» DATA UNDER STUDY
# # # # # # #

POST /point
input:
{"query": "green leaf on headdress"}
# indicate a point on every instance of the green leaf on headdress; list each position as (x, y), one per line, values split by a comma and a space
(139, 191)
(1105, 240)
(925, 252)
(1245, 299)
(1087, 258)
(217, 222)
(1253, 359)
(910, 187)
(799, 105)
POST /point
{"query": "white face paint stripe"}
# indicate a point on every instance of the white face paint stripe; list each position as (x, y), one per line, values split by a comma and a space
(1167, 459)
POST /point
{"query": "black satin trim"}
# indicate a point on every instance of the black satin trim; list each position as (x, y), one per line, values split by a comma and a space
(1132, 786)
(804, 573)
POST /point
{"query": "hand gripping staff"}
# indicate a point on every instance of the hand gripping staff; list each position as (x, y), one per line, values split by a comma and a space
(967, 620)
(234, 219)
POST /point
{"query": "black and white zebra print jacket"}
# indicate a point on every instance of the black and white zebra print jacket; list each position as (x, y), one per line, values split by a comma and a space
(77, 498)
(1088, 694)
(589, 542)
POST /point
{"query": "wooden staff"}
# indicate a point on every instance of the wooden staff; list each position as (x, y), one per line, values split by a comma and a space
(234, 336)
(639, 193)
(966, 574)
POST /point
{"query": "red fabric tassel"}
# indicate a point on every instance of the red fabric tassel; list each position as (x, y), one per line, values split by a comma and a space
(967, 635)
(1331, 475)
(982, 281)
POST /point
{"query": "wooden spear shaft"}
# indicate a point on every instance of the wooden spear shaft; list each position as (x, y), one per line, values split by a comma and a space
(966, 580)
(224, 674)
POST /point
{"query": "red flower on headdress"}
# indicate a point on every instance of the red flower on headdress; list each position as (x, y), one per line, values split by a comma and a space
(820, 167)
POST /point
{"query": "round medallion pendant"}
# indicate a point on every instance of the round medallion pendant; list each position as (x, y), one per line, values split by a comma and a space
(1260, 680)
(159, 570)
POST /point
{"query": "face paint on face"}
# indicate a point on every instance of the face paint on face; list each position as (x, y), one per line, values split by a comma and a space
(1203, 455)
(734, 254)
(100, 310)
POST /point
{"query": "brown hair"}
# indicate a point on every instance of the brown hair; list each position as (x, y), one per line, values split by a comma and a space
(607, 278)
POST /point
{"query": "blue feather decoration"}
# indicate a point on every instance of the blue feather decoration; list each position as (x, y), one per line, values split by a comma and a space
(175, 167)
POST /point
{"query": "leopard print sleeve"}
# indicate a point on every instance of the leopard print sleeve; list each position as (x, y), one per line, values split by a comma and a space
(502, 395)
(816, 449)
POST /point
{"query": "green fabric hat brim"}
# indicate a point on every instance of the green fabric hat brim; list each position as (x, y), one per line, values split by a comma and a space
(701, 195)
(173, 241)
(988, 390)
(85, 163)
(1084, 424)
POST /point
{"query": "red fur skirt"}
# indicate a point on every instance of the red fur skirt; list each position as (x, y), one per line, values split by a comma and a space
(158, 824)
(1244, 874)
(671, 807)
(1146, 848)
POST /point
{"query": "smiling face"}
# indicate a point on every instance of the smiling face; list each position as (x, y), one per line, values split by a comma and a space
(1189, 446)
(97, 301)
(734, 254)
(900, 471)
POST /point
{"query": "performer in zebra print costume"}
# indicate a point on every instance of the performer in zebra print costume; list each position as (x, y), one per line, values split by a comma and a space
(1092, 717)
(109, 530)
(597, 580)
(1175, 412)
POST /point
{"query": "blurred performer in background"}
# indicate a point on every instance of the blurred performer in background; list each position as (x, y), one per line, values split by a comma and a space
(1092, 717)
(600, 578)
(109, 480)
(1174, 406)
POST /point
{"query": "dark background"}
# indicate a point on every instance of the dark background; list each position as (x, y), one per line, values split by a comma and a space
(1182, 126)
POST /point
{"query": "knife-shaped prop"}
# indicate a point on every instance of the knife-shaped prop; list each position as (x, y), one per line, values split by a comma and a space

# # # # # # #

» YOUR INSTRUCTIONS
The response should consist of all the entries, transcribed exactly.

» RESULT OF THE EXERCISE
POST /point
input:
{"query": "green leaf on headdress"}
# indicate a point on every instance of the green leaf on headdress; list each position as (x, y), one per line, values split by a comma and a space
(139, 191)
(1105, 240)
(925, 252)
(1245, 299)
(1087, 258)
(217, 222)
(1253, 359)
(910, 187)
(799, 105)
POST /point
{"query": "white face paint stripe"}
# indicate a point on every instance of the white face paint stripe; list each position as (x, y), one per line, values split by a comma and a space
(1167, 459)
POST /point
{"query": "black satin trim"}
# indicate a point on every instance of the black satin trim; list each position as (x, y), one per line, values split by a comma and a space
(1132, 786)
(804, 573)
POST /point
{"query": "hand gripping staff"}
# indicate a point on every instance of the hand gripping staff; list each position as (x, y), one per line, values split by a comma and a space
(967, 620)
(234, 219)
POST /point
{"query": "black and white zebra print jacket"}
# indicate a point on every instance of the black and white zebra print jacket; list each position as (x, y), one per line, values split by a comma and a space
(77, 498)
(1088, 694)
(589, 542)
POST /point
{"query": "wooden staff"}
# indicate a point on every instance of the wooden staff; list each position as (x, y), one per line, values split by a comma and a space
(234, 336)
(639, 193)
(966, 574)
POST /point
{"query": "red fabric tassel"}
# indicate a point on every instance of the red fabric tassel; list each position as (x, y), one per line, values split by a comma and a space
(967, 635)
(1331, 475)
(982, 281)
POST /point
{"query": "wooden spear shaft"}
# indicate a point on every instance of the wooden spear shaft; list each position as (x, y), one per line, values split by a comma and a space
(966, 580)
(224, 674)
POST /point
{"query": "red flower on headdress"}
# indicate a point on every instance of the red flower on headdress; list each position as (x, y), one per line, values split by a comma and a space
(820, 167)
POST /point
{"query": "round medallion pendant"}
# indicate a point on every instance of the round medallion pendant; list each position as (x, y), one per line, values split by a comma and a space
(1260, 680)
(159, 570)
POST /point
{"query": "face paint on face"}
# indicate a point on every instance of the face paint on face; list each position as (x, y), one per line, values split by a comma and a space
(1203, 455)
(734, 254)
(100, 310)
POST /point
{"query": "brown hair"}
# indicate a point on every instance of the brown hair; list each position as (x, y), one per line, values split by a comma and a space
(607, 278)
POST /point
{"query": "blue feather decoration"}
# indicate a point on every instance of the blue feather decoration; list each position as (x, y), one per line, values split by a comma and a space
(175, 167)
POST /point
{"query": "leopard print sleeve"}
# indicate a point on every instance of the leopard print sleeve; list each position as (x, y), one per line, values split by a comma and a space
(502, 395)
(816, 449)
POST /point
{"query": "green fabric hat brim"}
# indicate a point on every instance of the green fabric hat brim; list each position as (x, y), one per line, values split by a comma and a space
(701, 195)
(173, 241)
(988, 390)
(85, 163)
(1084, 424)
POST /point
{"query": "red fur skirt"}
# indicate a point on every instance of the red fur skirt; list each position as (x, y), one per line, values split by a comma and a space
(158, 824)
(1244, 874)
(671, 807)
(1146, 848)
POST /point
{"query": "smiling face"}
# indicate a point on every instance of the smiling face; list each position as (x, y), one per line, values split by a comma and a space
(1189, 446)
(97, 301)
(734, 254)
(900, 471)
POST /point
{"query": "performer in zebra print costume"}
# indicate a point on every instance of the performer in zebra print costume; list each position as (x, y), one per line, values split by a comma and a space
(1092, 717)
(109, 530)
(597, 580)
(1175, 412)
POST /point
{"query": "blurred performer in background"}
# indicate a point on every instance of the blurred performer in background; list each position as (x, y), one per line, values split by a comma and a space
(1092, 717)
(600, 578)
(109, 480)
(1174, 406)
POST /point
{"query": "dark background"}
# indicate a point on every instance of the dark background; list each position as (x, y), one per line, values split by a comma and a space
(1182, 126)
POST /point
{"query": "knife-shaped prop"}
# indicate a point on every instance of the knife-shaped prop; list each position as (x, y), one per line, values split by a comma and a space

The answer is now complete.